(Records drawn from a dataset)
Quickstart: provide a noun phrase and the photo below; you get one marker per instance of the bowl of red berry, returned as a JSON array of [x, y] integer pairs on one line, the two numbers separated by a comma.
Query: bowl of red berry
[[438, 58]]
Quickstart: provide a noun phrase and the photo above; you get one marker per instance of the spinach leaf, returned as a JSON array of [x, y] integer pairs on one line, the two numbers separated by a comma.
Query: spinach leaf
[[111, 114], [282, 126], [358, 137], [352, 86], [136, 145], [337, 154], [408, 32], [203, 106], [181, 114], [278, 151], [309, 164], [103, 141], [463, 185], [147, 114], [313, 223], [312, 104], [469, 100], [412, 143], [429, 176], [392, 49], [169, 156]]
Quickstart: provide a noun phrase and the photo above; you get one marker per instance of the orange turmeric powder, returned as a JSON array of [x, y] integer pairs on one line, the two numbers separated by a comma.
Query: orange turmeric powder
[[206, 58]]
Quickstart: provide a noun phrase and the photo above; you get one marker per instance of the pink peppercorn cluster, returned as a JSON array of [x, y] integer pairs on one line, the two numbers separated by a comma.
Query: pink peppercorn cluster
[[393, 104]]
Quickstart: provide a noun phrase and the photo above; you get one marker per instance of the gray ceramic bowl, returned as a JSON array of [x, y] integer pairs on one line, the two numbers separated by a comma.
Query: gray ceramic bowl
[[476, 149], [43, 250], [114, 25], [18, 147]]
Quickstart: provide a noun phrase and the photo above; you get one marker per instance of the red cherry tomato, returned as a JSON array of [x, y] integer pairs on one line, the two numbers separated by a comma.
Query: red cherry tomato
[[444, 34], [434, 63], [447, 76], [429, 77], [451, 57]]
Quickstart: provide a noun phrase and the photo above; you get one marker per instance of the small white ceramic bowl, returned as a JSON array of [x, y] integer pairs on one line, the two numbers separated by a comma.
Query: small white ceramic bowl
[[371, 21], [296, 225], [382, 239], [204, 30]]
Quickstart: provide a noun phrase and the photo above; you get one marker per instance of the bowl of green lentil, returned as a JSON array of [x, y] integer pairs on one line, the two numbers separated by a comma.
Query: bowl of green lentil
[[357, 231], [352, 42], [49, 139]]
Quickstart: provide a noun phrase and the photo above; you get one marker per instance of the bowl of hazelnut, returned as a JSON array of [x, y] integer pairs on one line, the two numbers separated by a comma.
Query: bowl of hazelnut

### What you will do
Every line from the one containing "Query: red cherry tomato" through the last line above should be retyped exactly; no other lines are wanted.

### Result below
Query: red cherry tomato
[[444, 34], [434, 63], [447, 76], [429, 77], [451, 57]]
Quickstart: provide a noun phrase and the photo above; you get one marker per instance of the small white ceramic bowl, returned as a JSON array of [x, y] integer pairs on one line, the two numbers separated by a comma.
Query: small white ceramic bowl
[[371, 21], [296, 225], [382, 239], [204, 30]]
Quickstart: provide a noun phrase and the photo above; you get one marker per instance of the bowl of green lentil, returned as a JSON array of [x, y] integer pairs on one line, the two numbers separated by a comma.
Query: bowl of green lentil
[[357, 231], [352, 42], [49, 139]]
Quickstart: provide a noun phrase and the photo above; you get one marker per instance of the bowl of hazelnut, returned as a JSON array of [x, y] integer pairs on one line, the two numbers separated by a comma.
Query: bowl of hazelnut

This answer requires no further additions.